▶ _Work instruction 1_:
Answer these questions from the thread about treatment changes:
(a) How far does michellerobison say she lives from any place to do radiation and chemo?
(b) Which days does Al have off?
(c) According to edelweiss, how many chemo treatments is her friend in CO. going for?
▶ _Work instruction 2_: Reproduce word for word the passage of the thread about treatment changes that starts at "## edelweiss (Apr" and ends at "misunderstood your msg.".
▶ _Work instruction 3_: Translate into Spanish this sentence from the thread about treatment changes: "Praying everything goes smoothly from here forward for you."

# Treatment changes, as the stomach churns...



## michellerobison (Dec 17, 2009)

Don't want to burden anyone but you're my friends... so you're stuck! Lol.
Found out this morning..If this all couldn't get more complicated, it just did... Head of surgery is reviewing my results and working with consults to oncolgy, for two more surgeries besides the one tomorrow. Recommending bilateral mastectomy , 3 weeks later to be followed with radiation and chemo for six weeks, before I can have reconstruction.. since there's no place close, 1 ½ hours away,I will have to stay 6 weeks in hospital away from Al and my fluff nuggets... 
They plan to do surgery in January now... 
I guess I should have realized bilateral mastectomy and reconstruction in one surgery with no radiation or chemo was too much to hope for... with two forms of breast cancer.... I don't even know what to do or think or believe any more.. Guess I better resculpt my "broken muse" bald now.. and with a chemo port in her chest...



Well looks like I will be home for christmas but my New Year is going to "blow chunks"...

Who knows what will change next week...


----------



## edelweiss (Apr 23, 2010)

Oh Michelle, I am so sorry!
I don't exactly understand why you would stay 6 wks. in hospital. Isn't it normal to go for the day & then go home in the US? My friend in CO. is doing that. She had a double mastectomy & reconstruction at the same time, & now is going for the day for chemo for 6 treatments. 
I sure hope I misunderstood your msg.


----------



## michellerobison (Dec 17, 2009)

I live over 90 miles from any place to do radiation and chemo so they will have me stay there through the week, could go home on week ends... Al has Thursday and Friday off... but works week ends so I'll get to see him a little bit and be home with the fluffers..


----------



## Summergirl73 (Sep 18, 2011)

Oh that is not good news.  I'm so sorry. Praying everything goes smoothly from here forward for you. Big hugs.


----------



## educ8m (May 19, 2010)

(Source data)
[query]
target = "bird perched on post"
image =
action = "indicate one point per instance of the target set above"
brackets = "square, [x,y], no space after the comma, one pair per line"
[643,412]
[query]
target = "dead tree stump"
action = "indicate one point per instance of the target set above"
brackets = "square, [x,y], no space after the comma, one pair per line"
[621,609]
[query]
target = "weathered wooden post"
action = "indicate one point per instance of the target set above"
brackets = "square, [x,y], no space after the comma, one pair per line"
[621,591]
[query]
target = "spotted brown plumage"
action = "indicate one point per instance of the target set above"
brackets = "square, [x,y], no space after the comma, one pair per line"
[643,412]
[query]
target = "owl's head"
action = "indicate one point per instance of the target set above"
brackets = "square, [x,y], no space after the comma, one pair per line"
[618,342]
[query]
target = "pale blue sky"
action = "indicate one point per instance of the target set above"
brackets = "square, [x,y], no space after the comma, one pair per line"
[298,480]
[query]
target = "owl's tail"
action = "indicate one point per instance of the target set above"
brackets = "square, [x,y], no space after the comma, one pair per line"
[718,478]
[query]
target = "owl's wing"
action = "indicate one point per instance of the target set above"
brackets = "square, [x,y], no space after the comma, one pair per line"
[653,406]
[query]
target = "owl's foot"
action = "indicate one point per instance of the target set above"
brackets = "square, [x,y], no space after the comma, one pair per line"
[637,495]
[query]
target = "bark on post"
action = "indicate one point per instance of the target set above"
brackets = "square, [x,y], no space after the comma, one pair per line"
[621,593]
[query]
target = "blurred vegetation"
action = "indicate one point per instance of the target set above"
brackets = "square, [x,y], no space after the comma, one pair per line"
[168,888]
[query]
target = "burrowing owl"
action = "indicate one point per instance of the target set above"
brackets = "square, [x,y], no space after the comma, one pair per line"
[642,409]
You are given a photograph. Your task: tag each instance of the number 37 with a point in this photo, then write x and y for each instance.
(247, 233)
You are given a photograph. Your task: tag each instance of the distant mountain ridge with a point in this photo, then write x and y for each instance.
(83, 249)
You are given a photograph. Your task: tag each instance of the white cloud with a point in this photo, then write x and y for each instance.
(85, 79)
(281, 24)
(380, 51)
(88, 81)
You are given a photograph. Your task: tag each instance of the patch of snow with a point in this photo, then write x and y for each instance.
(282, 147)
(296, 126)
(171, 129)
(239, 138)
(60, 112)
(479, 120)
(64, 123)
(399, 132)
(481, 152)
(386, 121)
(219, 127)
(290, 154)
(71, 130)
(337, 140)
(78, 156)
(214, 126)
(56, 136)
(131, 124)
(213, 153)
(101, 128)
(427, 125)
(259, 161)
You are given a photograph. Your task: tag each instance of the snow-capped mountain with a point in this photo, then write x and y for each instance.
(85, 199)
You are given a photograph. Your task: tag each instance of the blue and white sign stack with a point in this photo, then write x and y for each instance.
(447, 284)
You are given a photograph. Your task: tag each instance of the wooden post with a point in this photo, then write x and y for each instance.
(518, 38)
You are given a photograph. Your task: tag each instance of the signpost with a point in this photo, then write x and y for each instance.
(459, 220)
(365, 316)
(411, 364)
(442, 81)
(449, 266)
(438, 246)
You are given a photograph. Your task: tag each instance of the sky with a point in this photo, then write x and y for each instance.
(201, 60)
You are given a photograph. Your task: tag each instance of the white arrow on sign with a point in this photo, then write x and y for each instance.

▶ _Written reply 1_:
(a) Over 90 miles.
(b) Thursday and Friday.
(c) 6 treatments.

▶ _Written reply 2_:
## edelweiss (Apr 23, 2010)

Oh Michelle, I am so sorry!
I don't exactly understand why you would stay 6 wks. in hospital. Isn't it normal to go for the day & then go home in the US? My friend in CO. is doing that. She had a double mastectomy & reconstruction at the same time, & now is going for the day for chemo for 6 treatments. 
I sure hope I misunderstood your msg.

▶ _Written reply 3_: Rezo para que todo te salga bien de aquí en adelante.